**EXCERPTED DATA**.

◇ ◇ ◇ ◇ ◇ ◇ ◇

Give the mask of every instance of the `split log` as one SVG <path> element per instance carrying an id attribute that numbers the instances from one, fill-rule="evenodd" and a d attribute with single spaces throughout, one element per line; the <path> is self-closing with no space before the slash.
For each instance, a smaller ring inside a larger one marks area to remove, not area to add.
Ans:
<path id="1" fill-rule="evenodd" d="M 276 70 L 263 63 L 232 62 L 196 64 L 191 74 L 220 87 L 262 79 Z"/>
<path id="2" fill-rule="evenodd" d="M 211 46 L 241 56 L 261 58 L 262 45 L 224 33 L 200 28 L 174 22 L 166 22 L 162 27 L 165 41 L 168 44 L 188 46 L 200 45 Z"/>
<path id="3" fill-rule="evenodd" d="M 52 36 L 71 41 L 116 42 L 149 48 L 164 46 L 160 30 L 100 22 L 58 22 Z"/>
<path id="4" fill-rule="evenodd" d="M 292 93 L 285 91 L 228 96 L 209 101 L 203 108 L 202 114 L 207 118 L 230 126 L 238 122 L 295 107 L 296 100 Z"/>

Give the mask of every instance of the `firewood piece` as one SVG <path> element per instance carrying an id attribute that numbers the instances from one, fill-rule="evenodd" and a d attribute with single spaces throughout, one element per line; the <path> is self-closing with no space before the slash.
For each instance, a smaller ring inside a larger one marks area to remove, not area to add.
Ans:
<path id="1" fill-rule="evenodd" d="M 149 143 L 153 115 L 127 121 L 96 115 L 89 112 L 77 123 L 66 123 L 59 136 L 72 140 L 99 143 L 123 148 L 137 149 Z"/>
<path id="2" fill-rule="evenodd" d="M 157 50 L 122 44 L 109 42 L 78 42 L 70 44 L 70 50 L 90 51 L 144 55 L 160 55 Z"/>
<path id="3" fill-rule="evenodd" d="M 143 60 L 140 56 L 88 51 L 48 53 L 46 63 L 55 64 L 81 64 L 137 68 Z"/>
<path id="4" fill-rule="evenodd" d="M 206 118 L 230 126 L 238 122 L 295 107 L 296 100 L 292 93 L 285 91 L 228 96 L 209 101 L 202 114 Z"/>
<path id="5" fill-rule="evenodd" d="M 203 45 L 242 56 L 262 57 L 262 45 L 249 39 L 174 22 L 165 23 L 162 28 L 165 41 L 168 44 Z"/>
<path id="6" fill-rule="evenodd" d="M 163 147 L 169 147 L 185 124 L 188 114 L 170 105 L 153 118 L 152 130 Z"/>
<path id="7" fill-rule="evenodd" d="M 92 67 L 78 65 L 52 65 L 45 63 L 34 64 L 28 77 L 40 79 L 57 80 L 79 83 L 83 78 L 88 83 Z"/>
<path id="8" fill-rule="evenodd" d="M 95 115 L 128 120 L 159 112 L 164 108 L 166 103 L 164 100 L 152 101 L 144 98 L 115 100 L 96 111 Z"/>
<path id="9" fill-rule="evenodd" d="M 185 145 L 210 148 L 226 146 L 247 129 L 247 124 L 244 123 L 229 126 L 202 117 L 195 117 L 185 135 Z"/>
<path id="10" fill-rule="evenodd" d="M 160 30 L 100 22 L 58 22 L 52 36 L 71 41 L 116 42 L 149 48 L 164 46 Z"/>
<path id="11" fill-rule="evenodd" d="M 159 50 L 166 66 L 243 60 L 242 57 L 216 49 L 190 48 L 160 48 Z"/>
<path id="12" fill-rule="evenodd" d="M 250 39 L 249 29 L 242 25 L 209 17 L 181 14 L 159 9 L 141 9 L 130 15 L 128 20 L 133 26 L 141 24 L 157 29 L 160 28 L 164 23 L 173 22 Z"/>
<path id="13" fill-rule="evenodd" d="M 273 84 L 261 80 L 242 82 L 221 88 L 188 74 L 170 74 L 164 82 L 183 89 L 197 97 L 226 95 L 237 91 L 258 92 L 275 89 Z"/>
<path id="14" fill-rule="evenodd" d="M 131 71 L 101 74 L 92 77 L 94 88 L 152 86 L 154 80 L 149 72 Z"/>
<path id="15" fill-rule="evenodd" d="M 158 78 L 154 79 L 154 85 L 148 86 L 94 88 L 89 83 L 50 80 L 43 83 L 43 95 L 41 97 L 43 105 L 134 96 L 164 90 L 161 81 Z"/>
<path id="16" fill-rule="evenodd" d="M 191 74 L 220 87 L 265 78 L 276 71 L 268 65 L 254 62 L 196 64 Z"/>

◇ ◇ ◇ ◇ ◇ ◇ ◇

**EXERCISE AIM**.
Every record shown above must be echoed exactly.

**FULL SOLUTION**.
Give the mask of every instance of the `split log` as one SVG <path> element per instance carrying an id attribute that numbers the instances from one, fill-rule="evenodd" and a d attribute with single spaces throughout, one element per line; the <path> is self-closing with no space before the slash.
For each instance, a smaller ring inside a larger one marks area to remove, not area to add.
Ans:
<path id="1" fill-rule="evenodd" d="M 276 70 L 263 63 L 232 62 L 196 64 L 191 74 L 220 87 L 262 79 Z"/>
<path id="2" fill-rule="evenodd" d="M 211 46 L 241 56 L 261 58 L 262 45 L 224 33 L 200 28 L 174 22 L 166 22 L 162 27 L 165 41 L 168 44 L 188 46 L 200 45 Z"/>
<path id="3" fill-rule="evenodd" d="M 52 36 L 71 41 L 116 42 L 149 48 L 164 46 L 160 30 L 100 22 L 58 22 Z"/>
<path id="4" fill-rule="evenodd" d="M 292 93 L 285 91 L 228 96 L 209 101 L 203 108 L 202 114 L 207 118 L 230 126 L 238 122 L 295 107 L 296 100 Z"/>

Give the mask of every instance of the `firewood piece` as one SVG <path> element per instance carrying an id attribute that numbers the instances from one, fill-rule="evenodd" and a d attribute with single spaces throughout, one element per line; the <path> is self-closing with no space before the slash.
For each instance, a smaller ring inside a larger one marks area to remove, not area to add.
Ans:
<path id="1" fill-rule="evenodd" d="M 149 143 L 153 115 L 127 121 L 96 115 L 89 112 L 77 123 L 66 123 L 59 136 L 72 140 L 99 143 L 123 148 L 137 149 Z"/>
<path id="2" fill-rule="evenodd" d="M 157 50 L 122 44 L 109 42 L 78 42 L 70 44 L 70 50 L 90 51 L 144 55 L 160 55 Z"/>
<path id="3" fill-rule="evenodd" d="M 143 60 L 140 56 L 88 51 L 48 53 L 46 63 L 55 64 L 81 64 L 137 68 Z"/>
<path id="4" fill-rule="evenodd" d="M 206 118 L 230 126 L 238 122 L 295 107 L 296 100 L 292 93 L 285 91 L 228 96 L 209 101 L 202 114 Z"/>
<path id="5" fill-rule="evenodd" d="M 203 45 L 242 56 L 262 57 L 262 45 L 249 39 L 174 22 L 165 23 L 162 28 L 165 41 L 168 44 Z"/>
<path id="6" fill-rule="evenodd" d="M 163 147 L 169 147 L 185 124 L 188 114 L 170 105 L 153 118 L 152 130 Z"/>
<path id="7" fill-rule="evenodd" d="M 92 67 L 78 65 L 52 65 L 45 63 L 34 64 L 28 77 L 40 79 L 57 80 L 79 83 L 83 78 L 88 83 Z"/>
<path id="8" fill-rule="evenodd" d="M 95 115 L 128 120 L 159 112 L 164 108 L 166 103 L 164 100 L 152 101 L 144 98 L 115 100 L 96 111 Z"/>
<path id="9" fill-rule="evenodd" d="M 185 145 L 210 148 L 226 146 L 247 129 L 247 124 L 244 123 L 229 126 L 202 117 L 195 117 L 185 135 Z"/>
<path id="10" fill-rule="evenodd" d="M 160 30 L 100 22 L 58 22 L 52 36 L 71 41 L 116 42 L 149 48 L 164 46 Z"/>
<path id="11" fill-rule="evenodd" d="M 159 50 L 166 66 L 243 60 L 242 57 L 216 49 L 190 48 L 160 48 Z"/>
<path id="12" fill-rule="evenodd" d="M 250 39 L 249 29 L 242 25 L 209 17 L 181 14 L 159 9 L 141 9 L 130 15 L 128 20 L 133 26 L 141 24 L 157 29 L 160 28 L 164 23 L 173 22 Z"/>
<path id="13" fill-rule="evenodd" d="M 273 84 L 261 80 L 242 82 L 221 88 L 188 74 L 170 74 L 164 82 L 183 89 L 197 97 L 226 95 L 237 91 L 258 92 L 275 89 Z"/>
<path id="14" fill-rule="evenodd" d="M 131 71 L 101 74 L 92 77 L 94 88 L 152 86 L 154 80 L 149 72 Z"/>
<path id="15" fill-rule="evenodd" d="M 158 78 L 154 79 L 154 85 L 148 86 L 94 88 L 89 83 L 50 80 L 43 83 L 43 95 L 41 97 L 43 105 L 134 96 L 164 90 L 161 81 Z"/>
<path id="16" fill-rule="evenodd" d="M 191 74 L 220 87 L 265 78 L 276 71 L 268 65 L 254 62 L 196 64 Z"/>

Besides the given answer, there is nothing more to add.